Natural-language object grounding data:
--
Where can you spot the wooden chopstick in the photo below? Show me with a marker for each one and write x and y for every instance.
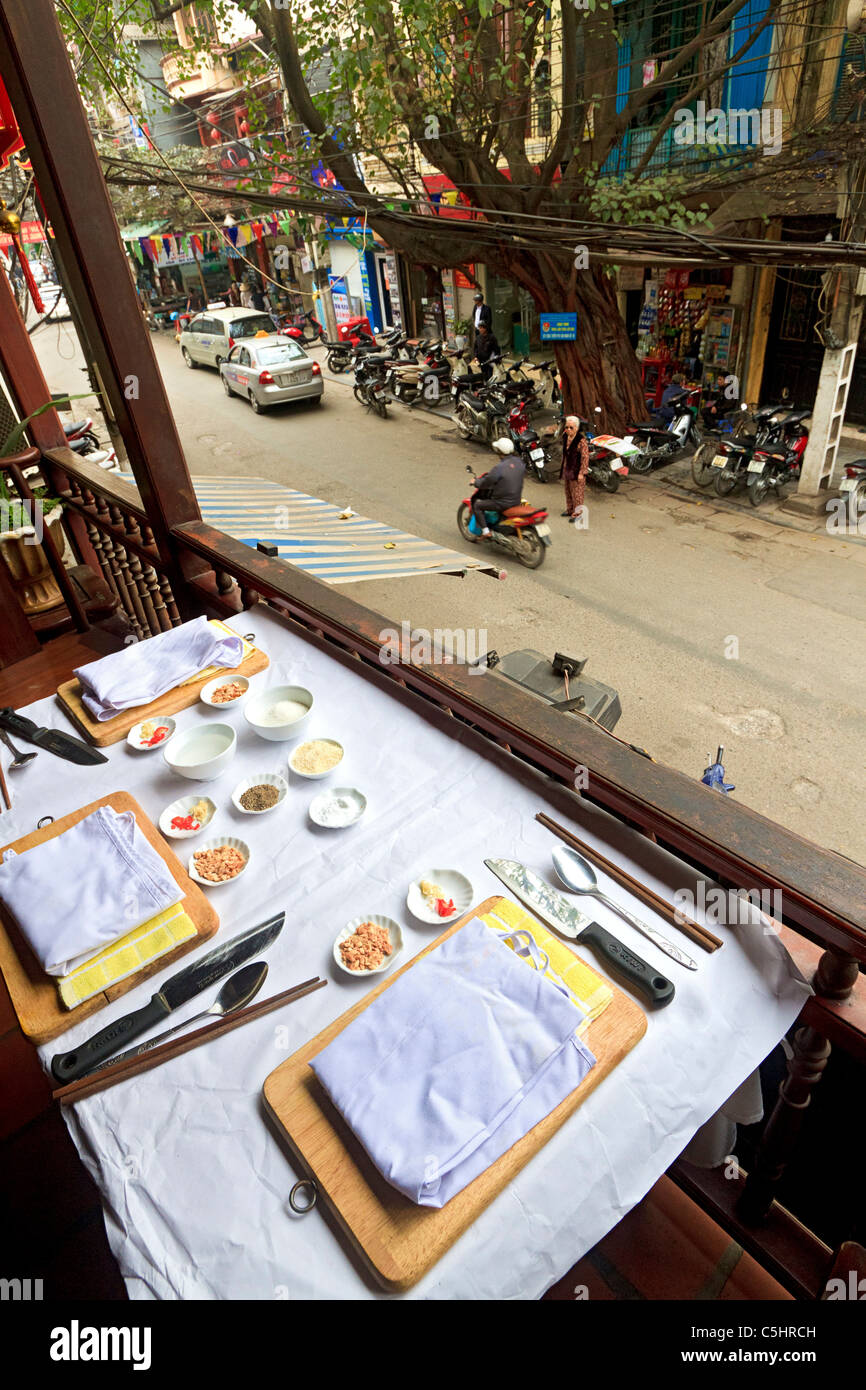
(691, 929)
(99, 1080)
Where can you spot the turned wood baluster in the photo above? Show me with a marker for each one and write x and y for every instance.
(102, 556)
(138, 577)
(834, 979)
(157, 601)
(128, 577)
(170, 601)
(114, 558)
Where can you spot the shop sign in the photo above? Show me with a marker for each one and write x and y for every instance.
(558, 327)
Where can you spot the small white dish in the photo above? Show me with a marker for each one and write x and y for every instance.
(394, 931)
(206, 694)
(182, 808)
(355, 808)
(260, 780)
(202, 752)
(217, 844)
(257, 708)
(135, 740)
(453, 884)
(328, 770)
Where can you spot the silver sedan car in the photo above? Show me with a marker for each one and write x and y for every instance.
(268, 370)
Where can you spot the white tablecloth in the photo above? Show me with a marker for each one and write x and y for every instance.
(195, 1182)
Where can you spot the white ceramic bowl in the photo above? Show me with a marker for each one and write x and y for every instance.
(256, 706)
(260, 780)
(202, 752)
(316, 776)
(134, 737)
(350, 794)
(394, 931)
(182, 808)
(216, 844)
(453, 886)
(206, 694)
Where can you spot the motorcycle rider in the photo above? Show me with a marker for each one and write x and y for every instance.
(501, 487)
(487, 348)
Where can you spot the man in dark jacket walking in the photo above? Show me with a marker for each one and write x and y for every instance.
(483, 317)
(501, 487)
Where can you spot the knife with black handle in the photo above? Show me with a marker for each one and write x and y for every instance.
(570, 922)
(52, 740)
(178, 988)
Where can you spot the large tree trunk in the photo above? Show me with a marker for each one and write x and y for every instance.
(599, 367)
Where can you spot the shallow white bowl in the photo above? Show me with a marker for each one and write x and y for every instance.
(256, 706)
(216, 844)
(316, 776)
(453, 886)
(134, 737)
(182, 808)
(349, 794)
(207, 691)
(260, 780)
(202, 752)
(394, 931)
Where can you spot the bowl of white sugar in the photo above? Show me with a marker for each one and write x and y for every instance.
(280, 712)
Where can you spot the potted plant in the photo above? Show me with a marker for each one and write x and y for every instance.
(20, 531)
(462, 331)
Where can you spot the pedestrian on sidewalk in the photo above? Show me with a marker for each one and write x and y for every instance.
(574, 467)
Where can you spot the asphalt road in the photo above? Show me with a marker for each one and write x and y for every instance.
(715, 624)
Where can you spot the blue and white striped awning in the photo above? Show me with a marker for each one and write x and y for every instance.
(310, 534)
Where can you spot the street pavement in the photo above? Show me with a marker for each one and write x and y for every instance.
(716, 623)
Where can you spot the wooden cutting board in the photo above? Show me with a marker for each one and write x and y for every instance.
(111, 730)
(396, 1240)
(34, 994)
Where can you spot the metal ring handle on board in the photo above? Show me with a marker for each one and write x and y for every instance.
(303, 1182)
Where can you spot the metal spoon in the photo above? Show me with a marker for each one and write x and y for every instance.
(20, 759)
(578, 876)
(238, 990)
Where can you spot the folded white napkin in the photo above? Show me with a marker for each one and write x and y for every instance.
(79, 891)
(145, 670)
(453, 1064)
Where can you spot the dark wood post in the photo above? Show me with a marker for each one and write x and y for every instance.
(39, 79)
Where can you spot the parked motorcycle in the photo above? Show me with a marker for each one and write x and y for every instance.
(521, 530)
(774, 467)
(854, 489)
(658, 442)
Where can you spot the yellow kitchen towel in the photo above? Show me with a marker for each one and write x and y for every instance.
(221, 670)
(123, 958)
(587, 988)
--
What you are asked to do: Each entry should be set down exactly, pictures excluded.

Result:
Where can you spot the wooden chopstick in the photo below? Show me with a marker for each one and write x and y for every instance.
(691, 929)
(99, 1080)
Where can you spot the turned wood baluster in the photo above? Show me with a marker for each one and write x and y for every instance.
(102, 556)
(138, 577)
(834, 979)
(157, 601)
(128, 577)
(170, 601)
(114, 558)
Where can you spot the shop sign in the photo above? Show me with a marker for each one and write x and y for every instance.
(558, 327)
Where can you spot the small white dish in the photo above? Show me with a marker for each one and write x and y for every instance.
(394, 931)
(206, 694)
(182, 808)
(355, 808)
(260, 780)
(202, 752)
(217, 844)
(257, 708)
(135, 740)
(453, 884)
(328, 770)
Where can you spot the silver sedan car in the photo above? Show me with a marker for each one and write x and y for every instance.
(268, 370)
Where can you spot the white tablecloth in the photo above? Show me with a marker for each one and write x and y for every instance.
(195, 1182)
Where can you spot the white ceramic bowl in the photo above? Show me with a marker for each one and write x and y for every instance.
(256, 706)
(260, 780)
(202, 752)
(316, 776)
(134, 737)
(350, 794)
(394, 931)
(182, 808)
(216, 844)
(453, 886)
(206, 694)
Where can you spot the motorcycle rider in the photo above? Show me with a marker for each one and write x and y for every instance.
(501, 487)
(487, 348)
Where can you spot the man in dark jacket walking in the photo above? Show me with a marker for each one and write x and y for every instance.
(483, 317)
(501, 487)
Where can you spot the knife with black handle in the photo above? Show me with a marker for each one and write x and y for every instance.
(570, 922)
(52, 740)
(178, 988)
Where can you spot the large tree trunk in the photo above? Show me with a marker for each one and write x and y for every instance.
(599, 367)
Where can you spot the shallow white bowl in the photo above? Show me with a marker for each one and write x and y for every instance.
(256, 706)
(216, 844)
(316, 776)
(453, 886)
(134, 737)
(182, 808)
(349, 794)
(207, 691)
(260, 780)
(202, 752)
(394, 931)
Where can you spot the bowl of white sugar in the photo above? Show me with a marker for each one and write x and y for every instance.
(280, 712)
Where can you spot the potted plant in the photo above? Show me with a marker for each one and write x and y for every instance.
(20, 531)
(462, 331)
Where can you spot the pedestrian on sidewalk in the photo above? Show me with a marker for each one and write x and y for every instance.
(574, 467)
Where can you spot the asphalt road in the photo above? Show me with a marker for each one and write x and y for every instance.
(715, 624)
Where can you spot the blue and white striped awning in the photo above? Show me with a marker for each one and write x and y for every instance.
(310, 534)
Where can you spot the street pavement in the photo above? Show me with a marker for each one and write x and y for every instance.
(716, 623)
Where can you spot the wooden cutting board in the photo above? Show me with a marker for each one and write x and y for every instance.
(111, 730)
(396, 1240)
(34, 994)
Where can you spot the metal ring handle on board in the photo above? Show me with a marker for each one and write x and y for every instance.
(303, 1182)
Where can you spot the metal spoon in the photo above? Show me with a marker for each one and write x and y for every instance.
(20, 759)
(578, 876)
(238, 990)
Where can you spot the folded white napkin in the photo above? Show me with a marker for each one and write x and y for every instance.
(79, 891)
(145, 670)
(453, 1064)
Where can you spot the dark wood post in the photo above? Show me with a marker for each one and write x and y for every instance.
(39, 79)
Where can you spot the parked motorcycle in the photo above? Show me with a marker for each one and write x and y for every instance.
(521, 530)
(774, 467)
(854, 489)
(658, 442)
Where can you spot the yellow kitchen towel in the photo above? Show me with a marker for each one and write x and y for every instance.
(221, 670)
(123, 958)
(587, 988)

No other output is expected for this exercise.